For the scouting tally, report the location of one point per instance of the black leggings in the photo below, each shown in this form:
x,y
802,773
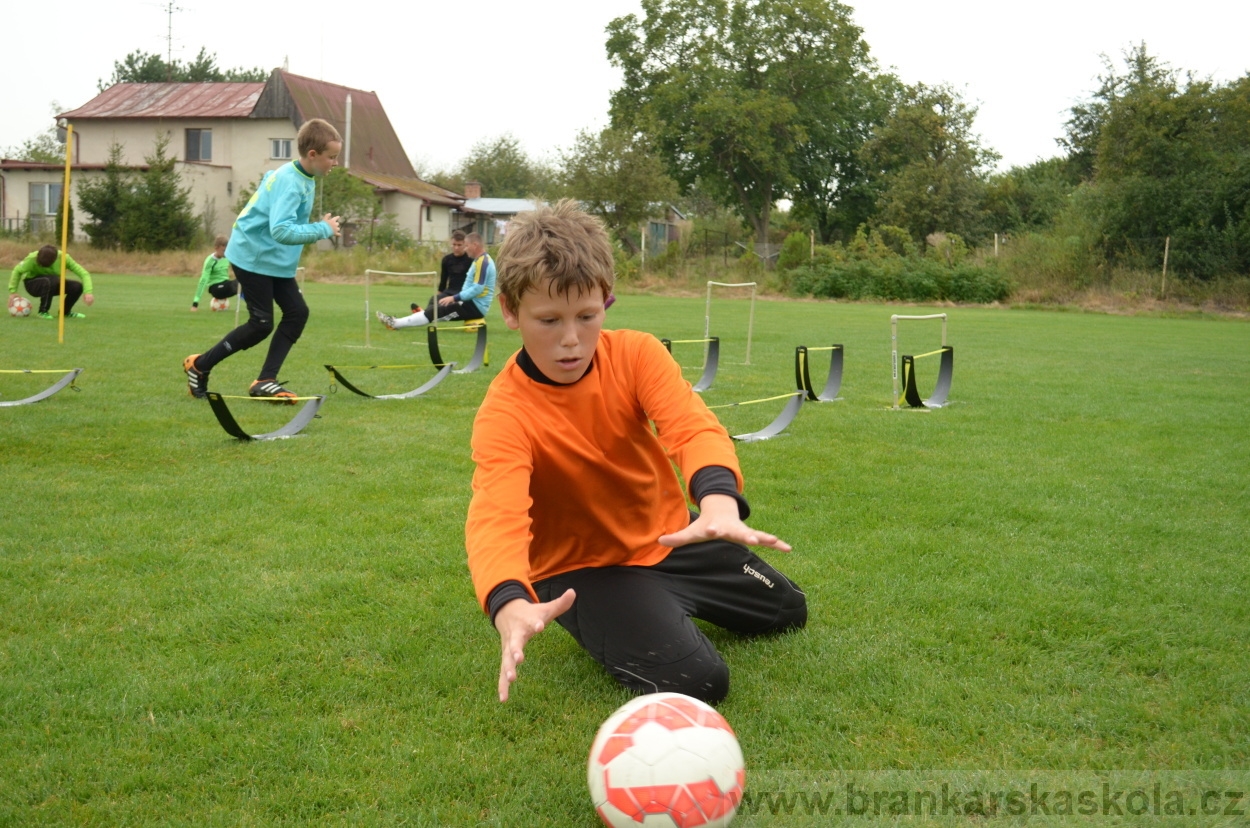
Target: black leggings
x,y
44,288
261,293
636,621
+++++
**Exercise brief**
Produce the material above again in full, with identical lines and no pictures.

**Answer for the task**
For the scouting tally, report the location of one point per instance of the black leggings in the photo below, each shown in this form:
x,y
802,773
Target: black leggings
x,y
44,288
261,293
636,621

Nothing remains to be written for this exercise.